SUPPLIED TEXT —
— begin —
Jews With Swords: Gentlemen of the Road by Michael Chabon

oie_19193039NDl2SGNtIn 2002, Michael Chabon edited a collection of retro-pulp stories titled McSweeney’s Mammoth Treasury of Thrilling Tales, filled with stories by both literary writers and genre writers. I found it underwhelming. What grabbed me, though, was Chabon’s cri de couer for a return to plot in fiction. And in so doing he wanted writers to be able to use whatever genres they wanted to tell whatever stories they wanted, without fear of being dismissed as no longer writing “literature.”

While he had by then written the superhero-themed novel Kavalier and Klay and the baseball and Norse Mythos mashup Summerland, he was known primarily as an author of literary fiction. From that point on, he threw himself deep into the waters of plot and genre. Since then, he’s written a Sherlock Holmes novella, The Final Solution, the Nebula- and Hugo-winning alternate history novel, The Yiddish Policeman’s Union, and the screenplay for John Carter.
— end —
EXERCISE BRIEF —
Continue the review about Michael Chabon's turn toward plot and genre fiction, picking up right after its last sentence.

STORED RECORDS —
— begin —
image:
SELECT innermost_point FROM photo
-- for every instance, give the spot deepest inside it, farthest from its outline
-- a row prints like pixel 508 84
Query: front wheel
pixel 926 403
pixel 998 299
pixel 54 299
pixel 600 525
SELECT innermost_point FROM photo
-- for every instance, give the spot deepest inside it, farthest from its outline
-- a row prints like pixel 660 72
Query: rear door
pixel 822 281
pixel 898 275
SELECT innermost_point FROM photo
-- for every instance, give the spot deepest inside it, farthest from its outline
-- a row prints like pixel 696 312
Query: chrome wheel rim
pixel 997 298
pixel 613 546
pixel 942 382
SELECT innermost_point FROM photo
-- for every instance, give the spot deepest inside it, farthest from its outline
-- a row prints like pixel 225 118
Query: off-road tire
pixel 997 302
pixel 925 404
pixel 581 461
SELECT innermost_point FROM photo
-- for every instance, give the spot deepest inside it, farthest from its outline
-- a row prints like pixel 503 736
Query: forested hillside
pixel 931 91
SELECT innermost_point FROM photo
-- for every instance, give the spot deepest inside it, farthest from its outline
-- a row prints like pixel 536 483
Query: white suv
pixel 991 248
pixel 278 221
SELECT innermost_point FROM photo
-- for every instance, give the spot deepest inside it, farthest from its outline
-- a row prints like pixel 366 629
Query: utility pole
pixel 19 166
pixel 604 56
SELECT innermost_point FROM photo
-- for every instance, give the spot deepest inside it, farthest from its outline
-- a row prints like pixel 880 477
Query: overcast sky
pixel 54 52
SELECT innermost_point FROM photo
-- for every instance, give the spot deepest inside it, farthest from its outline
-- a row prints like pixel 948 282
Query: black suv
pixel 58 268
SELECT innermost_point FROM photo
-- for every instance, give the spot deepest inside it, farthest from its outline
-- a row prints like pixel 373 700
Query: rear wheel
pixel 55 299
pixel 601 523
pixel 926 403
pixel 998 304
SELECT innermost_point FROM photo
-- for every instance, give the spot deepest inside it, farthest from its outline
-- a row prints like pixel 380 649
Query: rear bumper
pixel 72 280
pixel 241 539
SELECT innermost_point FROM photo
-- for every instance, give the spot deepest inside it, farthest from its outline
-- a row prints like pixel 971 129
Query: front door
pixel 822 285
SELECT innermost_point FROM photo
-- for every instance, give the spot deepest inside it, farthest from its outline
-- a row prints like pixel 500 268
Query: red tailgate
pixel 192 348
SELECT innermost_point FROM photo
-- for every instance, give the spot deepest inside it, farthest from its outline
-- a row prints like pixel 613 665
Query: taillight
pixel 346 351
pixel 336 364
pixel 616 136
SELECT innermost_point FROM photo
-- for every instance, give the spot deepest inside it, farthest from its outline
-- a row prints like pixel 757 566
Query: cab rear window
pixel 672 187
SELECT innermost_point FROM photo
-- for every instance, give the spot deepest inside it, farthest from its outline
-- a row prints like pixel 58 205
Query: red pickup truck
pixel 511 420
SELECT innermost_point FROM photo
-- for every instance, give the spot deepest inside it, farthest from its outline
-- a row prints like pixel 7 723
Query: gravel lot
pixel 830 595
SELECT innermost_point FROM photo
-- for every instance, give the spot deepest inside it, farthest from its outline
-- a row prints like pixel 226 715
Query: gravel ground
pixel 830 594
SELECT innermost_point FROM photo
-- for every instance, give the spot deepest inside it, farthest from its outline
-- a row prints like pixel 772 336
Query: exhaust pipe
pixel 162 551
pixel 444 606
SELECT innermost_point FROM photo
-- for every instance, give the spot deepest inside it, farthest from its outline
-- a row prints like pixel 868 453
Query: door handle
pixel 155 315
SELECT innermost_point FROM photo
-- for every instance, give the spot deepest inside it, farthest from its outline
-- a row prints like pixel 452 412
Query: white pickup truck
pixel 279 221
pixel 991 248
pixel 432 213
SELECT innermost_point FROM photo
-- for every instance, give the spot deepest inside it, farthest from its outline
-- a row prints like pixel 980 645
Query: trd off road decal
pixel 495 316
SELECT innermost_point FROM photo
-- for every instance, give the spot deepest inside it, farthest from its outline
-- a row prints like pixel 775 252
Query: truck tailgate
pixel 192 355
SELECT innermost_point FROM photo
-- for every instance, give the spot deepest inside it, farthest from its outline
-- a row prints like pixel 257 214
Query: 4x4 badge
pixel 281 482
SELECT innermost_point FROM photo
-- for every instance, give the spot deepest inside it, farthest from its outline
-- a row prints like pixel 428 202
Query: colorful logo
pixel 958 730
— end —
ANSWER TO THIS PROBLEM —
In 2007, as part of his exploration of plot and genre, he wrote Gentlemen of the Road, an unabashed, fun-for-the-sake-of-fun swashbuckler. Hewing to its old roots, it was initially serialized in the New York Times Magazine. His working title and, as he writes, “in my heart the true” one, was Jews With Swords.

While he hoped to invoke memories of Jewish troopers at Antietam or Inkerman, or warriors like Bar Kochba and Judah Maccabee, most people found it too incongruous. But that incongruity, between Jews with swords and the modern steroptype of Jews as decidedly un-adventurous, was something Chabon wanted to explore. He notes that from their very begininning, when Abraham was told by God “lech lecha: Thou shalt leave home,” Jews have been wanderers and “by definition, find adventure.” In his own words, he “attempted to…find some shadowy kingdom where a self-respecting Jewish adventurer would not be caught dead without his sword or his battle-ax.”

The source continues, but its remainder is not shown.